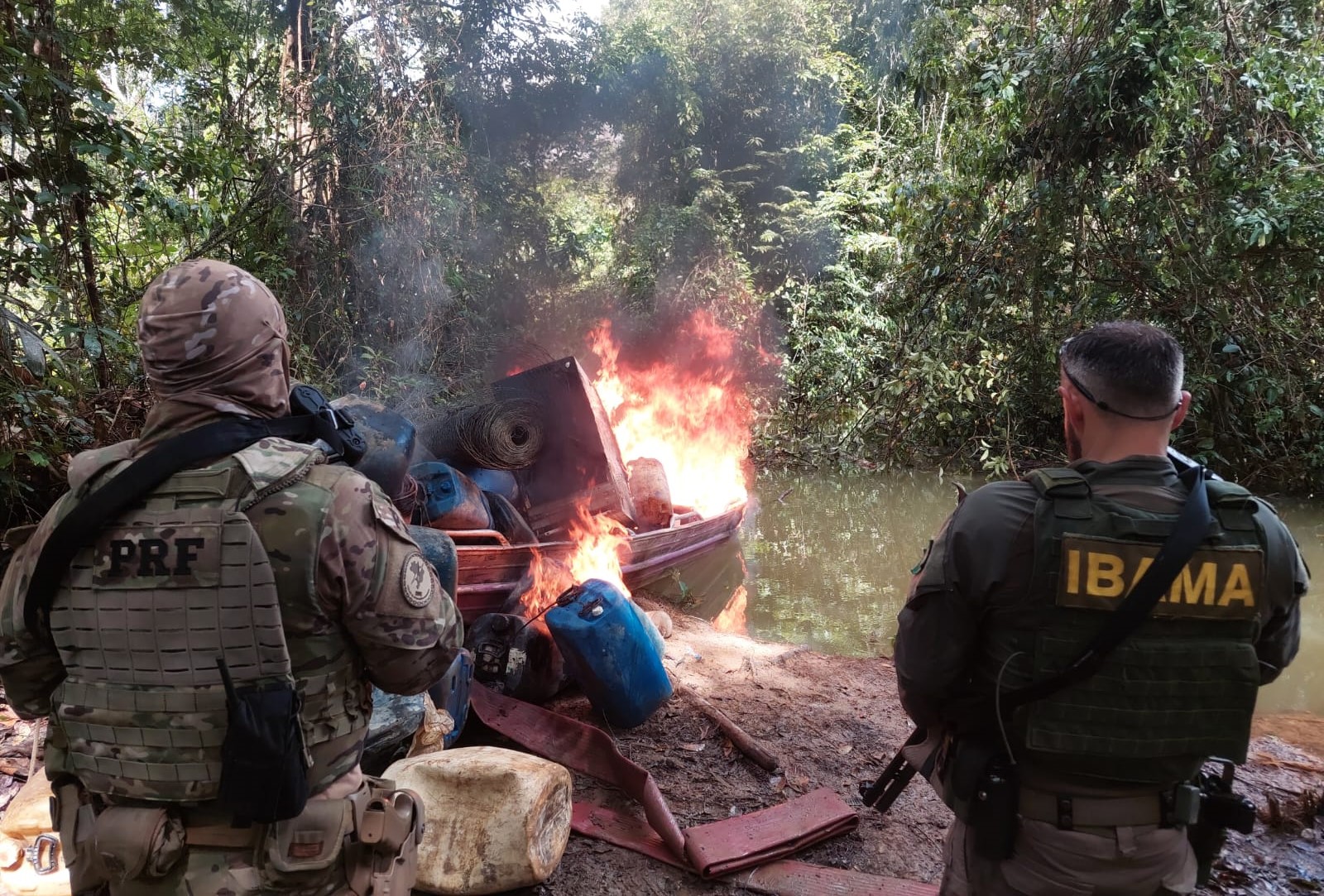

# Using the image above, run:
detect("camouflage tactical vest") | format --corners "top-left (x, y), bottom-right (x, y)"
top-left (46, 439), bottom-right (372, 802)
top-left (978, 468), bottom-right (1266, 783)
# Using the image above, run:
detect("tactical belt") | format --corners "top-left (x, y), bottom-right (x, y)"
top-left (1019, 788), bottom-right (1170, 831)
top-left (184, 825), bottom-right (260, 850)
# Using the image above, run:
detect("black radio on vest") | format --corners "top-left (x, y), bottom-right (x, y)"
top-left (216, 656), bottom-right (309, 827)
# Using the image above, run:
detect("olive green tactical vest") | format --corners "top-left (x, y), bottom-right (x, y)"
top-left (978, 468), bottom-right (1266, 783)
top-left (46, 439), bottom-right (372, 802)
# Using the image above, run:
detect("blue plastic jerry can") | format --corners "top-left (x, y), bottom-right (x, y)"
top-left (547, 578), bottom-right (671, 728)
top-left (428, 649), bottom-right (474, 746)
top-left (409, 461), bottom-right (492, 529)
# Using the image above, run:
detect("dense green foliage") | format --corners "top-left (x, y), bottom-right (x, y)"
top-left (0, 0), bottom-right (1324, 520)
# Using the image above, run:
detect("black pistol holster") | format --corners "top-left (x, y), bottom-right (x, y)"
top-left (942, 739), bottom-right (1021, 861)
top-left (1187, 759), bottom-right (1255, 887)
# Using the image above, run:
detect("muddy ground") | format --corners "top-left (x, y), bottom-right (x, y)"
top-left (0, 600), bottom-right (1324, 896)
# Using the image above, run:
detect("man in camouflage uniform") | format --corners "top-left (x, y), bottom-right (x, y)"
top-left (895, 323), bottom-right (1308, 896)
top-left (0, 261), bottom-right (462, 894)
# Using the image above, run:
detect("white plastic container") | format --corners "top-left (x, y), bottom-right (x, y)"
top-left (382, 746), bottom-right (573, 896)
top-left (627, 458), bottom-right (673, 532)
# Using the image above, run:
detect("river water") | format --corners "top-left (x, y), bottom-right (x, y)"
top-left (649, 472), bottom-right (1324, 715)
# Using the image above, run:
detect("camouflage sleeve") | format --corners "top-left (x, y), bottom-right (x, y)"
top-left (0, 495), bottom-right (70, 719)
top-left (1255, 499), bottom-right (1311, 686)
top-left (318, 474), bottom-right (463, 693)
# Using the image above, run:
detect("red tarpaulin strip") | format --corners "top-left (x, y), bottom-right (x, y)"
top-left (470, 687), bottom-right (859, 878)
top-left (571, 801), bottom-right (693, 871)
top-left (571, 802), bottom-right (938, 896)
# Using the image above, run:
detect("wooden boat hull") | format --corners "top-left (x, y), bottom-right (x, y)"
top-left (455, 504), bottom-right (746, 622)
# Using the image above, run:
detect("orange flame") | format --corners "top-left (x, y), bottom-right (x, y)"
top-left (520, 497), bottom-right (631, 616)
top-left (589, 311), bottom-right (751, 516)
top-left (712, 585), bottom-right (750, 635)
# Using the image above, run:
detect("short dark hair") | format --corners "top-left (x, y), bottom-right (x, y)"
top-left (1058, 320), bottom-right (1187, 419)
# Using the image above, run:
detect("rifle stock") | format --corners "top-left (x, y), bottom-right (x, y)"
top-left (859, 728), bottom-right (928, 812)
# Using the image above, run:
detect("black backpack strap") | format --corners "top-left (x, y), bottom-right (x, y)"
top-left (1024, 467), bottom-right (1094, 520)
top-left (1001, 466), bottom-right (1214, 713)
top-left (22, 415), bottom-right (328, 636)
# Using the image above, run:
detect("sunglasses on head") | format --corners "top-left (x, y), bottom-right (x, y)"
top-left (1058, 336), bottom-right (1181, 421)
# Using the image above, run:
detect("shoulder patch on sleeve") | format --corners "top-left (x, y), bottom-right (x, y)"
top-left (400, 552), bottom-right (439, 609)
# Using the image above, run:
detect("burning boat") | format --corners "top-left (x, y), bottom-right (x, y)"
top-left (336, 313), bottom-right (750, 622)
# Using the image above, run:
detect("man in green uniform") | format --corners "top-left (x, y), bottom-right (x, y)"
top-left (0, 255), bottom-right (462, 896)
top-left (895, 322), bottom-right (1308, 896)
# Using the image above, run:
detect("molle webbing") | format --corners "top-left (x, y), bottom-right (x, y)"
top-left (1000, 470), bottom-right (1263, 783)
top-left (50, 507), bottom-right (290, 688)
top-left (48, 442), bottom-right (371, 802)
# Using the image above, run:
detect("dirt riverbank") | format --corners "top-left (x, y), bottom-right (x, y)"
top-left (0, 600), bottom-right (1324, 896)
top-left (508, 600), bottom-right (1324, 896)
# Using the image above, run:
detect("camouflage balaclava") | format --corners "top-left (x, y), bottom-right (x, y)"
top-left (137, 258), bottom-right (290, 417)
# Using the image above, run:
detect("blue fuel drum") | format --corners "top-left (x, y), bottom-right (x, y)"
top-left (409, 461), bottom-right (492, 529)
top-left (547, 578), bottom-right (671, 728)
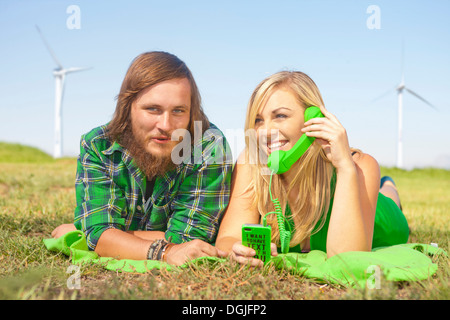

====

#### [Your goal]
Pick out every line of the material above that contains the word "vest", and copy each one. Case counts.

#### [Result below]
detect("camouflage tactical vest") | format --corners "top-left (x, y), bottom-right (x, y)"
detect("black radio on vest") | format --corners "top-left (x, y), bottom-right (x, y)"
detect("olive green tactical vest") | format --corners "top-left (x, y), bottom-right (x, y)"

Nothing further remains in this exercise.